*What this task involves*:
Reproduce everything from the line containing "Target: man's beard" down through the end of the items below, and leave the pictures out of your copy.

*Dataset extract*:
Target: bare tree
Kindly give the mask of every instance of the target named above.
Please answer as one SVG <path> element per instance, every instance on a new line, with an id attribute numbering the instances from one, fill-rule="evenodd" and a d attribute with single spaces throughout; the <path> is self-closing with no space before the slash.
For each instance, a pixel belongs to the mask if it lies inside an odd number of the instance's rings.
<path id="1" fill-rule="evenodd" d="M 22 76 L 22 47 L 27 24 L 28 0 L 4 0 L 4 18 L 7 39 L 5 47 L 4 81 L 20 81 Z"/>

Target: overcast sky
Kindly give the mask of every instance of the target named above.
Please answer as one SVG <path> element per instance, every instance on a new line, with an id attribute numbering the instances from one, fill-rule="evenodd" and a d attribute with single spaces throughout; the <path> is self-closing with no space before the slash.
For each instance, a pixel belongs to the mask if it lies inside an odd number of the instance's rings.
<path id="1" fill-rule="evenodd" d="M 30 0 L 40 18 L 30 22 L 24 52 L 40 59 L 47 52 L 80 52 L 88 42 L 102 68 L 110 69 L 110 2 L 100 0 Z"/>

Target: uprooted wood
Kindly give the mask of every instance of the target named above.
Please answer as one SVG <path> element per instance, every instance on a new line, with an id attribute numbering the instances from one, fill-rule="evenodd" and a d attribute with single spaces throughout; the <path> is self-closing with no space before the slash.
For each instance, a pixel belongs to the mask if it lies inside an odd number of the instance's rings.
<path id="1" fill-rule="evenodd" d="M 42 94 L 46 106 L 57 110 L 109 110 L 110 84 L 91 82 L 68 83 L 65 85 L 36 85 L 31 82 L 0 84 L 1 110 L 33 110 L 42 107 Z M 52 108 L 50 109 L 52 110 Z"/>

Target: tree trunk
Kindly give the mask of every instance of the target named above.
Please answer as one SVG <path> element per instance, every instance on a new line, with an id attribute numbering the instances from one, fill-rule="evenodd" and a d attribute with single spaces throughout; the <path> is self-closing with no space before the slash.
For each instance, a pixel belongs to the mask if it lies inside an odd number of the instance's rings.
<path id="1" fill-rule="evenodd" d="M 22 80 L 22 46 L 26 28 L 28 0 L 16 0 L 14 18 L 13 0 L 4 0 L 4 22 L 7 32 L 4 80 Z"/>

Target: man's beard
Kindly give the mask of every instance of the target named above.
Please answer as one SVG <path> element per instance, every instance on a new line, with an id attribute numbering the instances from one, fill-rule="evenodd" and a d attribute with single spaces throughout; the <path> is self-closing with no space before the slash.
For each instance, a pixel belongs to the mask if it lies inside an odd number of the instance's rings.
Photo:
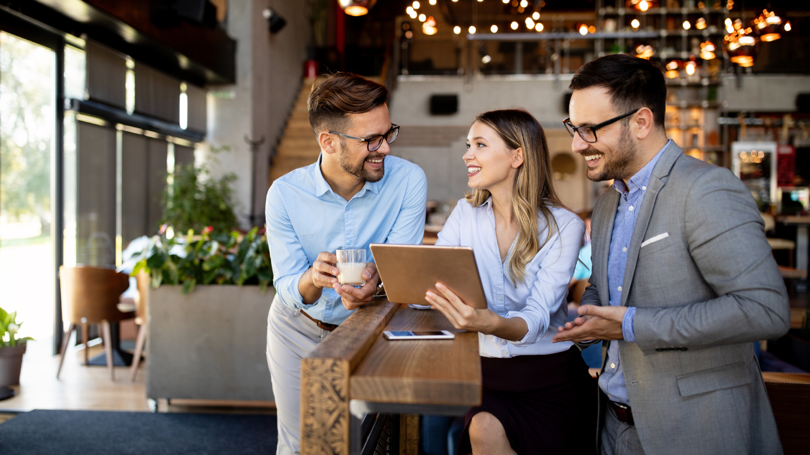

*Reply*:
Target: man's beard
Kindly give the mask of every instance of the target named above.
Please answer as one SVG <path> element per instance, every instance on a new line, with an id attribute numbering the instances from one, fill-rule="evenodd" and a d attribute with single spaces throughout; the <path> is self-closing with no space before the slash.
For each instance, a pixel belongs to the mask if it lies inside an odd number of the instance's rings.
Photo:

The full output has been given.